Problem to work on -> Output all the material that follows, exactly as given.

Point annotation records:
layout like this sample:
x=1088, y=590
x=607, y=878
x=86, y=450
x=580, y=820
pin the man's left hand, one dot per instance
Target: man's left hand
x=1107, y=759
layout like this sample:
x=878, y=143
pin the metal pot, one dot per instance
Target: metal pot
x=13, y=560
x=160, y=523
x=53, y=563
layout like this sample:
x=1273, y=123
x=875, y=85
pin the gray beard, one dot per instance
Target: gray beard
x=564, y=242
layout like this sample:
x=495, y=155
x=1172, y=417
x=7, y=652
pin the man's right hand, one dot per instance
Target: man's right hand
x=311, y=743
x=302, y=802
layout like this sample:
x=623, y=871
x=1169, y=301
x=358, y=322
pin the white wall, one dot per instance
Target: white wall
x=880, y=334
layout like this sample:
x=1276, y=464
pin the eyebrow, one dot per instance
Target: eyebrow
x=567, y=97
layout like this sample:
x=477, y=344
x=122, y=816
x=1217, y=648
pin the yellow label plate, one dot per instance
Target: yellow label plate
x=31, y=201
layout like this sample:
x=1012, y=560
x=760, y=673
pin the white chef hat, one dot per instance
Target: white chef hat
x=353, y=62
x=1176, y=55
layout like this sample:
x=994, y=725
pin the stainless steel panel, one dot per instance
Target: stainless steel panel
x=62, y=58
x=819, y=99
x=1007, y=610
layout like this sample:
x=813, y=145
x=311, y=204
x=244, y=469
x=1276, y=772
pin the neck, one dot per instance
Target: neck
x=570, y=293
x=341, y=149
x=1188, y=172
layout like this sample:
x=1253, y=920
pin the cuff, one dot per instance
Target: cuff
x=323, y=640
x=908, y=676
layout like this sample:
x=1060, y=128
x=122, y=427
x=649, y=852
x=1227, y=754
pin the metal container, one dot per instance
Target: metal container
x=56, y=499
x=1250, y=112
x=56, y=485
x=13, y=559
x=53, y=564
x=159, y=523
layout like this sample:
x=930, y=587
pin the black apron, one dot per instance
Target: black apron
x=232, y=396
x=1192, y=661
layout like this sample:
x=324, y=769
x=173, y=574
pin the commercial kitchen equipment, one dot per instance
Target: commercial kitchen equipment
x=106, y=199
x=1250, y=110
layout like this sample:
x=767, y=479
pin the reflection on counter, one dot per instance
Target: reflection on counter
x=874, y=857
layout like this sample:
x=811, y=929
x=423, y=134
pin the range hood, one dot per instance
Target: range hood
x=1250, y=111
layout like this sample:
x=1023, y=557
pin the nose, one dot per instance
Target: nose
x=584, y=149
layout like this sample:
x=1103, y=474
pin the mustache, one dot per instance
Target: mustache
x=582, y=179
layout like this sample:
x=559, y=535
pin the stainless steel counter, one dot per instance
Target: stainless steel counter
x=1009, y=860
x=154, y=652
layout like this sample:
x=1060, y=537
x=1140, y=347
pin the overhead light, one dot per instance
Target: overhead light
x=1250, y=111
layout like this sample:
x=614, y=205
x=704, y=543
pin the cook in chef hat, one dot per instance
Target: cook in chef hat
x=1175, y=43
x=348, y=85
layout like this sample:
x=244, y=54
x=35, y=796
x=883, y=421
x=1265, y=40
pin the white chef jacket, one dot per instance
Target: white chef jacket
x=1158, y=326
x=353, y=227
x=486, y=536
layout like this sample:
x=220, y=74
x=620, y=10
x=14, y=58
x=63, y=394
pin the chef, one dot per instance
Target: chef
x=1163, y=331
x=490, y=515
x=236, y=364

Output for this task ->
layout like this sample:
x=1088, y=590
x=607, y=878
x=86, y=450
x=580, y=820
pin the man's left hand, one dot per instance
Target: man's left hand
x=1107, y=759
layout like this sample:
x=878, y=143
pin the metal pot, one dot per instance
Target: metal pot
x=13, y=560
x=160, y=523
x=53, y=563
layout like this sample:
x=1273, y=123
x=875, y=85
pin the gray beard, one dot per instance
Target: gray beard
x=564, y=242
layout like this sample:
x=495, y=155
x=1172, y=417
x=7, y=652
pin the man's right hand, one dot per instance
Target: man's right hand
x=311, y=743
x=302, y=802
layout like this sample:
x=623, y=871
x=1169, y=301
x=358, y=322
pin the white wall, one dot per instance
Target: white wall
x=880, y=334
layout like this sample:
x=1276, y=464
pin the eyebrow, one dot per instance
Target: eyebrow
x=567, y=97
layout like this sample:
x=477, y=344
x=122, y=816
x=1217, y=648
pin the yellow label plate, one dot per instance
Target: yellow label plate
x=31, y=201
layout like this sample:
x=1012, y=560
x=760, y=673
pin the white chef hat, one dot per instance
Target: white chef hat
x=353, y=62
x=1176, y=55
layout like this sample:
x=994, y=725
pin the stainless steel panel, one dot per instance
Target: stainless steel panel
x=62, y=58
x=819, y=99
x=1007, y=610
layout like this sample:
x=813, y=145
x=311, y=204
x=244, y=469
x=1276, y=772
pin the neck, one dot per instance
Target: neck
x=570, y=293
x=341, y=149
x=1188, y=172
layout like this sample:
x=1253, y=920
pin the cuff, one dot per instance
Target: cuff
x=323, y=640
x=908, y=676
layout like this sample:
x=1060, y=128
x=122, y=427
x=649, y=852
x=1227, y=754
pin the metal container, one dot per instance
Target: metal container
x=56, y=499
x=1250, y=112
x=56, y=485
x=13, y=559
x=53, y=564
x=159, y=523
layout like this sample:
x=930, y=587
pin the black apron, one dot per instance
Target: black apron
x=232, y=396
x=1192, y=661
layout like this sample:
x=324, y=769
x=173, y=574
pin the commercial kitchen equipment, one dot per instance
Target: commercial kitchen equipment
x=106, y=199
x=1250, y=110
layout like this sample:
x=767, y=479
pin the reflection on counter, one dot per instance
Target: reflection on counter
x=874, y=857
layout like this sample:
x=811, y=929
x=423, y=134
pin the range hood, one dot per instance
Target: range hood
x=1250, y=111
layout like this sample:
x=1023, y=557
pin the nose, one dot per instance
Target: nose
x=584, y=149
layout like this sample:
x=1103, y=474
pin the mustache, one dot per instance
Target: mustache
x=582, y=179
layout like this sample:
x=559, y=535
pin the stainless steel counter, one dot per instance
Target: stainless steel counter
x=1009, y=860
x=154, y=652
layout like this sample:
x=1060, y=537
x=1140, y=347
pin the overhead light, one dot per instance
Target: overhead light
x=1250, y=111
layout like this sample:
x=614, y=205
x=704, y=543
pin the cook in chef hat, one dot per instance
Target: cook in chef hat
x=1175, y=43
x=348, y=85
layout like this sample:
x=244, y=54
x=35, y=796
x=883, y=421
x=1265, y=40
pin the white chef jacket, one dot per instance
Target: white chef jacket
x=1158, y=326
x=353, y=227
x=486, y=536
layout like this sample:
x=220, y=74
x=620, y=10
x=14, y=58
x=63, y=394
pin the chef, one dot per instance
Target: chef
x=1163, y=331
x=490, y=515
x=236, y=364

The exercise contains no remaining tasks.